• [Document]:
□ □ □ □ □
Monday, April 30, 2007

Good on Prince Harry!

What is the big deal about Prince Harry going to war? What happened to Noblesse Oblige? I salute the young Prince's adamant refusal to be relegated to a desk job. For a soldier-- a royal no less-- there is simply no honor in that. If I were a young troop, I'd be honored to fight at the Prince's side. What an opportunity for glory! Have the British fallen so far that they can no longer see this? When does one get the chance to fight alongside a future king? Even somebody in line to be king? "Once more unto the breach..."

More importantly, they need this. After the Iranian debacle, the British military needs to show that it still has men with iron in their spines. The British Marines and sailors involved in that incident should be ashamed of themselves. To whatever extent they are not, is the measure of the fall of the British character. I don't necessarily begrudge them their behavior during captivity though they were certainly no Stockdale or McCain. What is truly ridiculous is that they got captured. Didn't they have weapons? Even if they were under orders not to fire, the responsibility always falls to the commander in the field. It's the water for God's sake. Unless the enemy is in a submarine, they can't sneak up on you. I really can envision a situation where a mad minute of weapons fire wouldn't have opened up an avenue for escape. Everybody knows that once you're captured you have to do what you have to do to survive. Obstinence in the face of torture or even possible torture is like infidelity at the Playbody mansion. Of course, it's better to be faithful but no would exactly blame you if you slipped... Knowing this-- if honor is important to you, you do your best not to be captured and you turn down that invitation to the Playboy Mansion. The commander on the scene clearly made a mistake and the honor of Britain suffered for it.
□ □ □ □ □
• [Data lines]:
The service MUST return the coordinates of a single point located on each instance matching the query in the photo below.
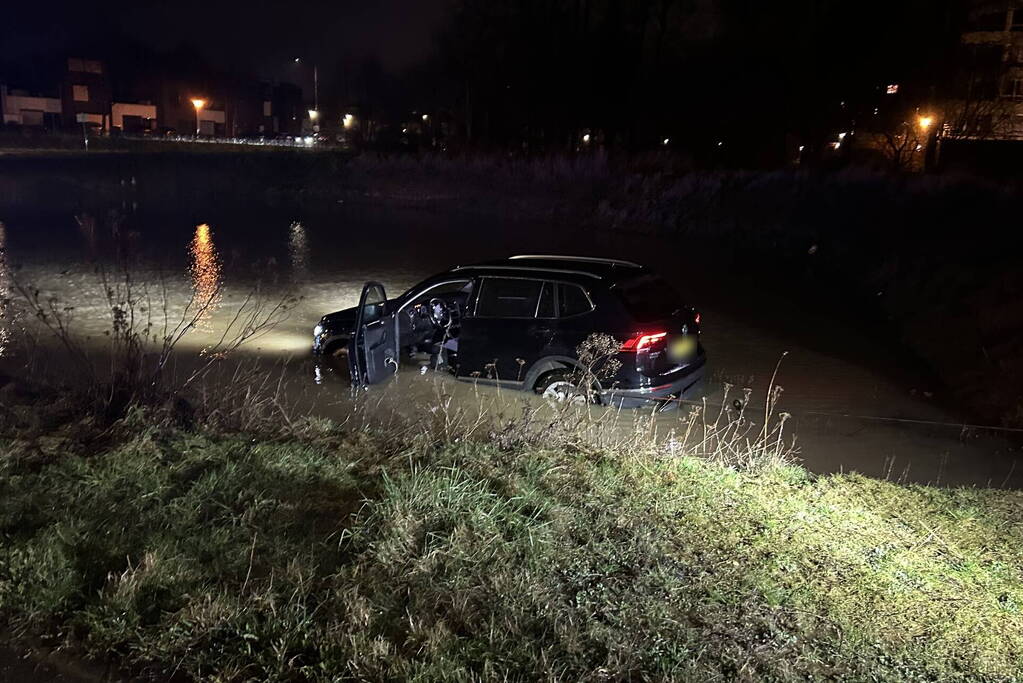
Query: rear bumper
□ □ □ □ □
• [Instructions]:
A) Rewrite the paragraph of the post on Prince Harry that begins "What is the big deal" as a short bulleted list that keeps its main points.
B) Please extend the post on Prince Harry, picking up after its final sentence.
None of the material is needed here.

• [The responses]:
A)
- The writer asks why Prince Harry going to war is a big deal and what happened to noblesse oblige.
- The writer salutes his firm refusal to be given a desk job, which holds no honor for a soldier, much less a royal.
- The writer would be honored to fight at his side and sees it as a chance for glory beside a future king, or at least someone in line to be king.
- The writer asks whether the British have fallen so far that they can no longer see this.
- The paragraph closes with "Once more unto the breach..."

B)
I believe that the young Prince feels this strongly. I believe that what he's doing is not just for his own honor but for the honor of the Service. Even if he is killed, he will show that the Royals aren't just figureheads-- that their hereditary advantages mean that Britain has special claim on them and their very lives. Recently, the British have "held their manhoods cheap." Here's to Prince Harry for restoring some value to the most important of things.

Thursday, April 19, 2007

G vs. E

Dennis Miller said something very intelligent about this whole Cho Seung-Hui thing. He said that he gives everybody a 48 hour pass after something like this. Because of the intensity of the event, people instinctively go to their "safe place" and spout whatever makes them more comfortable without much thought. I suppose I'm not different. Instinctively, I want to say you cannot prevent things like this. Arming everyone seems to be the only way to mitigate such damage. I don't know if that's right.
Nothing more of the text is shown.